───── RECORDS SHOWN ─────

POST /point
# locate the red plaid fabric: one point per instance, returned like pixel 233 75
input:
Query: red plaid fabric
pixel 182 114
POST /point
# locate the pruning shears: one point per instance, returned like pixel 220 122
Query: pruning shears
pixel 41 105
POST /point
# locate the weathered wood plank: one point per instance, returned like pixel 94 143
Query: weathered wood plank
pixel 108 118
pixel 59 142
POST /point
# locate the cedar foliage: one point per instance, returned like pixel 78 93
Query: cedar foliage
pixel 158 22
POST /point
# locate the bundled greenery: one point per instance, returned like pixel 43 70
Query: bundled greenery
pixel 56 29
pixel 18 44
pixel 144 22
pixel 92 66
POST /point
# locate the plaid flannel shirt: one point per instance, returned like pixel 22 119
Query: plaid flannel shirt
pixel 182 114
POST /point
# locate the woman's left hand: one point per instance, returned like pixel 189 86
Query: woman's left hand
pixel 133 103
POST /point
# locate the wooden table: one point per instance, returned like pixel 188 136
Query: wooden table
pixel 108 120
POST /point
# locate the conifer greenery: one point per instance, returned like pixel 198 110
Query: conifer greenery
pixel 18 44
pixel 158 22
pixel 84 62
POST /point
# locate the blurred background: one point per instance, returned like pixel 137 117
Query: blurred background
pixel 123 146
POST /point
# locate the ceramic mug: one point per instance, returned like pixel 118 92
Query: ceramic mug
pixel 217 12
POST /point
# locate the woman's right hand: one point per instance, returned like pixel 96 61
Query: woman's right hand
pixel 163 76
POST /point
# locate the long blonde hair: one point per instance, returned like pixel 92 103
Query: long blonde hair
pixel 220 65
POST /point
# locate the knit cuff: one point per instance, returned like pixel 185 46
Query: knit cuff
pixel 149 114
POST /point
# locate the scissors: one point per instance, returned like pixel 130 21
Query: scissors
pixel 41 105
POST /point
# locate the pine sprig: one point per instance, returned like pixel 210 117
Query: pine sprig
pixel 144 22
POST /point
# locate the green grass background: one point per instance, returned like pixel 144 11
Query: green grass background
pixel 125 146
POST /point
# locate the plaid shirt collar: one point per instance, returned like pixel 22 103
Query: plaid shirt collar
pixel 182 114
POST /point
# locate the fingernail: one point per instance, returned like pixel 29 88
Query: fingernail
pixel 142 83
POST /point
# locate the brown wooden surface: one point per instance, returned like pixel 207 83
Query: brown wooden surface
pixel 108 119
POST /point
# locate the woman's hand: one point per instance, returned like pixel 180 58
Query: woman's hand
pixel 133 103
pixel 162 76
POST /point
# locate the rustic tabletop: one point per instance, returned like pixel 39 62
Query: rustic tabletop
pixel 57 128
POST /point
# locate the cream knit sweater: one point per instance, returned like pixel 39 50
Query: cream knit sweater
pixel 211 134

─────

* [TASK OBJECTIVE] Each record must be transcribed exactly, with nothing left out.

* [TASK SOLUTION]
POST /point
# locate the red plaid fabric: one point per instance, returned like pixel 233 75
input:
Query: red plaid fabric
pixel 182 114
POST /point
# locate the pruning shears: one point per instance, returned like pixel 220 122
Query: pruning shears
pixel 41 105
POST /point
# locate the weathered wood plank: one point per instance, returned like pixel 94 143
Query: weathered wood plank
pixel 108 118
pixel 59 142
POST /point
# locate the cedar foliage: one point per instance, returned like pixel 78 93
Query: cedar foliage
pixel 158 22
POST /point
# locate the bundled greenery: one point per instance, returned like pixel 43 70
Query: bundled greenery
pixel 56 29
pixel 18 44
pixel 144 22
pixel 92 66
POST /point
# locate the plaid flannel shirt: one point per instance, returned like pixel 22 119
Query: plaid flannel shirt
pixel 182 114
POST /point
# locate the woman's left hand: one point per instance, returned like pixel 189 86
Query: woman's left hand
pixel 133 103
POST /point
# locate the wooden table: one point per instance, returned like pixel 188 136
Query: wooden table
pixel 108 120
POST /point
# locate the conifer greenery: one point per instance, returned like pixel 198 110
Query: conifer greenery
pixel 18 44
pixel 158 22
pixel 84 62
POST /point
# locate the blurred background: one point per instance, returned like pixel 137 117
Query: blurred background
pixel 123 146
POST /point
# locate the ceramic mug: one point per instance, returned like pixel 118 92
Query: ceramic mug
pixel 217 12
POST /point
# locate the woman's right hand: one point per instance, returned like pixel 96 61
Query: woman's right hand
pixel 163 76
POST /point
# locate the long blonde hair: one point per instance, returned like pixel 92 103
Query: long blonde hair
pixel 220 65
POST /point
# locate the knit cuff: one point per instance, returned like pixel 185 46
Query: knit cuff
pixel 149 114
POST /point
# locate the scissors: one point per instance, returned like pixel 130 21
Query: scissors
pixel 41 105
POST /point
# locate the pine sprig: one point per instance, returned like pixel 210 117
Query: pine sprig
pixel 144 22
POST /point
# locate the green grass background: one point per instance, returned like pixel 144 11
Query: green grass background
pixel 125 146
POST /point
# locate the plaid shirt collar: one point per instance, returned like pixel 22 103
Query: plaid shirt collar
pixel 182 114
POST /point
# locate the fingernail: one point per instance, returned like pixel 29 88
Query: fingernail
pixel 142 83
POST /point
# locate the brown wooden surface: one point per instance, returned like pixel 207 83
Query: brown wooden surface
pixel 108 119
POST /point
# locate the woman's hand: one point per instance, returned like pixel 180 58
Query: woman's hand
pixel 133 103
pixel 162 76
POST /point
# locate the rustic tabletop: one point per instance, returned like pixel 39 62
Query: rustic tabletop
pixel 57 128
POST /point
# locate the cream knit sweater: one point per instance, returned like pixel 39 50
Query: cream knit sweater
pixel 211 134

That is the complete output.